* begin TEXT EXCERPT *

Skip to content

Errors

All Timefence errors inherit from TimefenceError and follow a consistent format:

  • WHAT happened
  • WHY it matters
  • WHERE in the data
  • HOW TO FIX it

Error hierarchy

TimefenceError (base)
├── TimefenceSchemaError
├── TimefenceDuplicateError
├── TimefenceTimezoneError
├── TimefenceConfigError
├── TimefenceLeakageError
└── TimefenceValidationError

TimefenceSchemaError

Raised when expected columns are missing or types are mismatched between source, labels, and feature definitions.

TimefenceSchemaError: Feature 'rolling_spend' is missing required key column(s): ['user_id'].

  Point-in-time joins require matching keys between labels and features.
  Without ['user_id'], Timefence can't determine which feature rows belong to which entity.

  Expected keys: ['user_id']
  Actual columns: ['customer_id', 'created_at', 'amount']
  'customer_id' is similar to 'user_id' — possible rename?

  Fix: Add key_mapping to your feature definition:
    key_mapping={'user_id': 'customer_id'}

Common causes: Column renamed between sources, typos in key names, using the wrong file.

Fix: Correct the column name, or use key_mapping on the Feature to map label keys to source keys.

TimefenceDuplicateError

Raised when duplicate (key, timestamp) pairs exist in a source and on_duplicate="error" (default).

TimefenceDuplicateError: Feature 'user_country' has 42 duplicate (key, feature_time) pairs.

* end TEXT EXCERPT *
* begin RECORDS SHOWN *

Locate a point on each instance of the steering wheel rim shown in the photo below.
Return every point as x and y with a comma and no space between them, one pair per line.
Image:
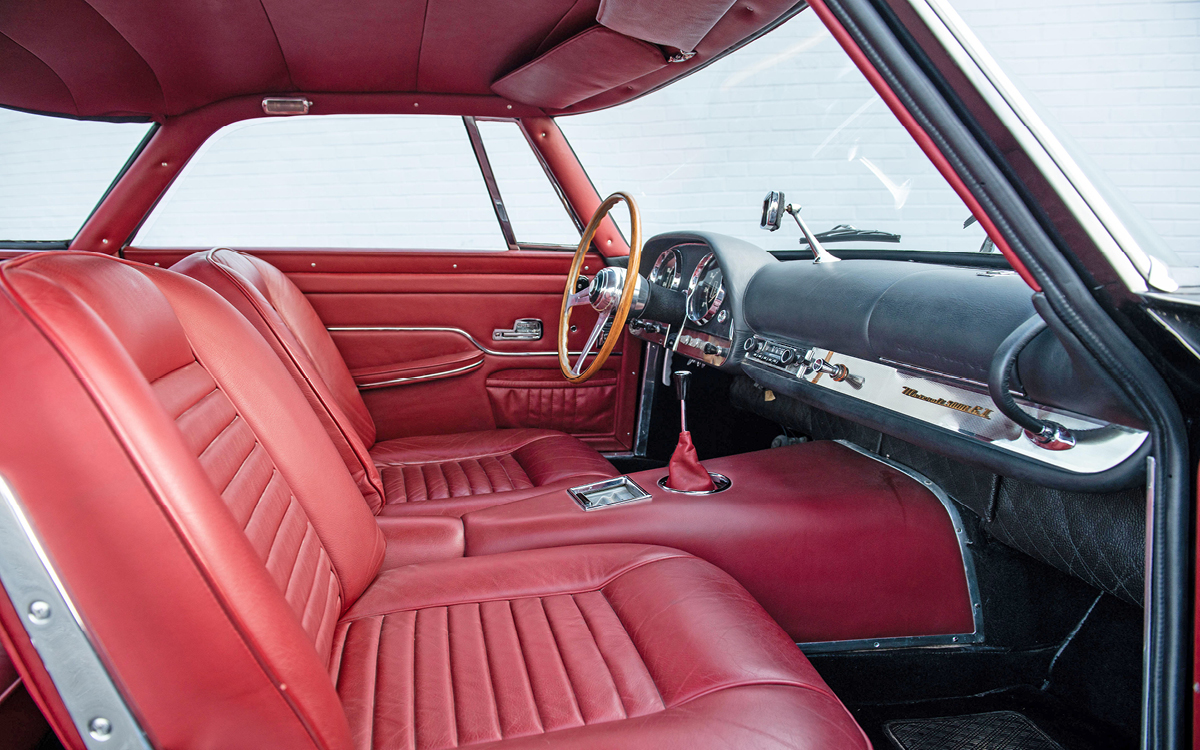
618,311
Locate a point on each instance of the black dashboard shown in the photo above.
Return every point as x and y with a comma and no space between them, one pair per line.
901,347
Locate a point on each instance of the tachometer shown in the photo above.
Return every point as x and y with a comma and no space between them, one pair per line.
706,291
666,271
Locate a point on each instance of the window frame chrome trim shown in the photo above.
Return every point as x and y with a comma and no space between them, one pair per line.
1137,269
969,570
444,329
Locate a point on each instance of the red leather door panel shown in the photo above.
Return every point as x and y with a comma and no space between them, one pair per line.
435,367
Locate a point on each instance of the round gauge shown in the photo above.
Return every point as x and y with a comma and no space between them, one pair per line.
666,271
706,291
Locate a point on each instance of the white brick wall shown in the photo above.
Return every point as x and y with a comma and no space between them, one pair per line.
786,113
1122,78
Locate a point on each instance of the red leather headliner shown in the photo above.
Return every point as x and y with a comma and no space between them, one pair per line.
114,58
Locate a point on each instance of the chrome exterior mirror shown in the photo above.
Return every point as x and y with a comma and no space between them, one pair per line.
772,211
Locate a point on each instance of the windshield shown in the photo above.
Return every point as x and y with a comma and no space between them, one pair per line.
790,112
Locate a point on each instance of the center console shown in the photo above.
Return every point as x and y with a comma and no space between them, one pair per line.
834,543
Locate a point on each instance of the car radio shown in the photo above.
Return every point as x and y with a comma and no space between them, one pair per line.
777,354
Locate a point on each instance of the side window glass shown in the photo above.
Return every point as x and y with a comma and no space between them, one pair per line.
537,211
54,171
334,181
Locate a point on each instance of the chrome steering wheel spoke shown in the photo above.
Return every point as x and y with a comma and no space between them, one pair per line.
592,340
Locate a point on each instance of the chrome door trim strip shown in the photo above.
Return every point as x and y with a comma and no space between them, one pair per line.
58,634
941,376
447,329
941,641
429,376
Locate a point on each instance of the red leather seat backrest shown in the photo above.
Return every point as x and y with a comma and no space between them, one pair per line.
209,533
281,313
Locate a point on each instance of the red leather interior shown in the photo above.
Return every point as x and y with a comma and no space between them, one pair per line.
684,471
106,58
834,545
568,73
922,138
569,646
463,471
400,471
155,437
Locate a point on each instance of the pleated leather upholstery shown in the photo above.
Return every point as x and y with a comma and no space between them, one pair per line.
473,463
552,645
257,495
496,462
237,492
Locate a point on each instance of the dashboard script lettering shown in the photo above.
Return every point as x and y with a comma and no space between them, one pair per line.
912,393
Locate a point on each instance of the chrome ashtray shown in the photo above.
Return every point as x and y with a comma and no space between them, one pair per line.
720,484
609,492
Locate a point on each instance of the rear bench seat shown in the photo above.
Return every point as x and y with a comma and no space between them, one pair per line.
431,474
220,557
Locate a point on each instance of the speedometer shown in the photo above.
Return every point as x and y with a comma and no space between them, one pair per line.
667,269
706,291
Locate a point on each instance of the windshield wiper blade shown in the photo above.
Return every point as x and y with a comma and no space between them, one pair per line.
845,233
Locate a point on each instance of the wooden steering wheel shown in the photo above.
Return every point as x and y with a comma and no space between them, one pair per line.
611,293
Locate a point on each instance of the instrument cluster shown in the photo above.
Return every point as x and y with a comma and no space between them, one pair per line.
706,335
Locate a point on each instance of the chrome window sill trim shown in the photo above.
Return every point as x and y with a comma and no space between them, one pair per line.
444,329
880,645
57,631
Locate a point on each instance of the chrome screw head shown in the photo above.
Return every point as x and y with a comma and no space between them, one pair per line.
100,729
39,612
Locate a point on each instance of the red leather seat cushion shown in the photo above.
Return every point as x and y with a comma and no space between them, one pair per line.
478,469
601,646
490,468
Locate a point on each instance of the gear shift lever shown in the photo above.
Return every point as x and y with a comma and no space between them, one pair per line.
682,379
684,472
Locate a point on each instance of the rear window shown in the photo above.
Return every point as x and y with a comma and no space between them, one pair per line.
53,172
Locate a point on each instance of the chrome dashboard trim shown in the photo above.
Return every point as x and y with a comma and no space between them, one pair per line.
969,571
57,631
720,484
941,376
443,329
429,376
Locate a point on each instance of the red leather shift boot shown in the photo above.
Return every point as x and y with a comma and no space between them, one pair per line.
684,472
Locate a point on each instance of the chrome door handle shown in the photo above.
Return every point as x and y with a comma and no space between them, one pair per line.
525,329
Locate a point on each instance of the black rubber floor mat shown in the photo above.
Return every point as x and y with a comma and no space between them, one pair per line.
1001,730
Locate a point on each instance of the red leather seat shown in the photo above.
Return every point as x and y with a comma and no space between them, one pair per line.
215,547
451,473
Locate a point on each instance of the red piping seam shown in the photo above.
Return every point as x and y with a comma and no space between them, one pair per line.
586,589
921,137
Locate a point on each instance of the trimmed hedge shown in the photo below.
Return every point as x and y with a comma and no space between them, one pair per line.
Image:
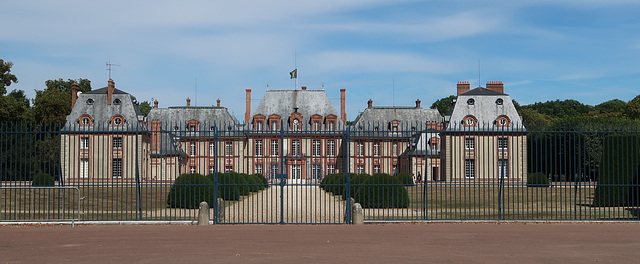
43,179
537,179
189,190
618,172
382,191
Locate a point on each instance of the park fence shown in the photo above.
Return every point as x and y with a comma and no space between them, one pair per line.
313,175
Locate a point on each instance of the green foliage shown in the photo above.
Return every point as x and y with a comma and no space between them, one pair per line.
145,108
53,104
6,78
537,179
189,190
632,110
444,104
406,179
43,179
382,191
619,170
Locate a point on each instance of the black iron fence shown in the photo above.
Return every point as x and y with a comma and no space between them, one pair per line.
306,175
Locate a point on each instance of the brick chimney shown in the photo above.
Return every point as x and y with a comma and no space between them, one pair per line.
74,94
247,112
495,86
110,88
463,86
343,111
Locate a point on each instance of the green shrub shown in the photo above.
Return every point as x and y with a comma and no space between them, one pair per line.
382,191
406,179
537,179
618,172
189,190
43,179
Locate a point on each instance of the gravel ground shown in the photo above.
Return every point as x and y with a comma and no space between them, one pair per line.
302,204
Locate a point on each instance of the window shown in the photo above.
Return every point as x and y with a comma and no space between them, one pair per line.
84,143
503,168
84,168
331,147
469,168
259,148
116,168
317,150
316,171
295,147
376,149
331,168
228,148
116,143
503,143
274,147
192,148
469,143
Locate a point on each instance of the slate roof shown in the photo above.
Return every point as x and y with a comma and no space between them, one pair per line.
285,102
486,109
94,103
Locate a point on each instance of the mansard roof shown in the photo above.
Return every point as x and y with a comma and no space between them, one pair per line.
286,102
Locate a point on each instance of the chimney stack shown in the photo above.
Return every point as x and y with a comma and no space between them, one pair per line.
247,112
74,94
463,86
495,86
110,88
343,112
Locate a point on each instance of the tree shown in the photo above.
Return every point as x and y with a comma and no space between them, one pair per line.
632,111
444,104
6,78
145,108
53,104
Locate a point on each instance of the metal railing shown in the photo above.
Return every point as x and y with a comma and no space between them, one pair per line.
413,172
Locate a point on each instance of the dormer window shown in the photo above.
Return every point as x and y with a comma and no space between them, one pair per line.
469,121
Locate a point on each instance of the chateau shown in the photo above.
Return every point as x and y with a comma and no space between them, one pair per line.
297,133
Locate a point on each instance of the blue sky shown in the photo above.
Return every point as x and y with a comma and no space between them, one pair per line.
393,52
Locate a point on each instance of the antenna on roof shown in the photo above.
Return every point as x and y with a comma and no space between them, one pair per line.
109,64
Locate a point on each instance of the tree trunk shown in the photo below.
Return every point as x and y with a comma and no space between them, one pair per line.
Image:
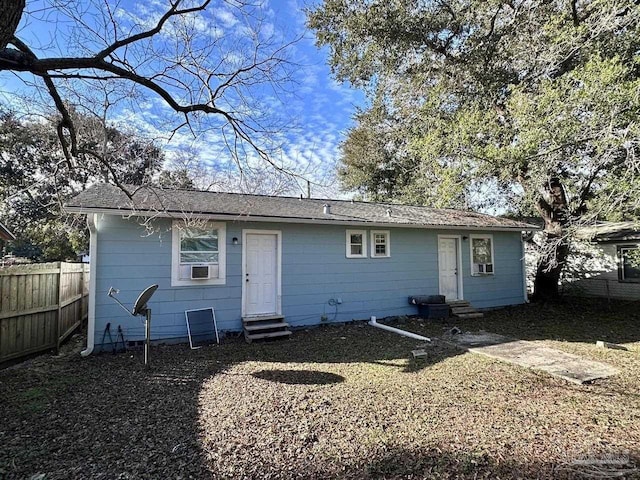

* end RECORDS SHOWN *

REQUIREMENT:
Carry the Timefence error reference further, starting right after its last line, the duplicate-pair message for 'user_country'.

EXERCISE ANSWER:
  When multiple feature rows have the same key and timestamp, the
  point-in-time join becomes non-deterministic. Timefence cannot guarantee
  which row would be selected.

  Example duplicates (showing first 3):
    {'"user_id"': 101, '"updated_at"': Timestamp('2024-03-15 10:00:00'), 'cnt': 3}
    {'"user_id"': 205, '"updated_at"': Timestamp('2024-03-16 14:30:00'), 'cnt': 2}

  Fix (pick one):
    1. Deduplicate in your source data or SQL
    2. Set: timefence.Feature(..., on_duplicate="keep_any")

Common causes: Multiple events at the same timestamp, duplicated source data, ETL issues.

Fix: Deduplicate your source, or set on_duplicate="keep_any" if you don't care which row is selected.

TimefenceTimezoneError

Raised when mixing timezone-aware and timezone-naive timestamps across sources and labels.

TimefenceTimezoneError: Mixed timezones between labels and feature 'rolling_spend'.

  Labels 'label_time' is timezone-aware (UTC).
  Feature 'rolling_spend' timestamp is timezone-naive.

  Comparing these directly could shift joins by hours.

  Sample values:
    label_time:   2024-03-15 10:00:00+00:00
    feature_time: 2024-03-15 10:00:00

Common causes: One data source uses UTC-aware timestamps, another uses naive timestamps.

Fix: Normalize all timestamps to the same type — either all timezone-aware or all timezone-naive.

TimefenceConfigError

Raised for invalid parameter combinations.

TimefenceConfigError: embargo (400d) must be less than max_lookback (365d).

  When embargo equals or exceeds max_lookback, the join window is empty —
  no feature can ever match. This is almost certainly a misconfiguration.

  Current: max_lookback=365d, embargo=400d → empty window
  Likely intent: max_lookback=365d, embargo=1d

  Fix: Increase max_lookback or decrease embargo.

Other examples:

  • join must be "strict" or "inclusive"
  • on_missing must be "null" or "skip"
  • on_duplicate must be "error" or "keep_any"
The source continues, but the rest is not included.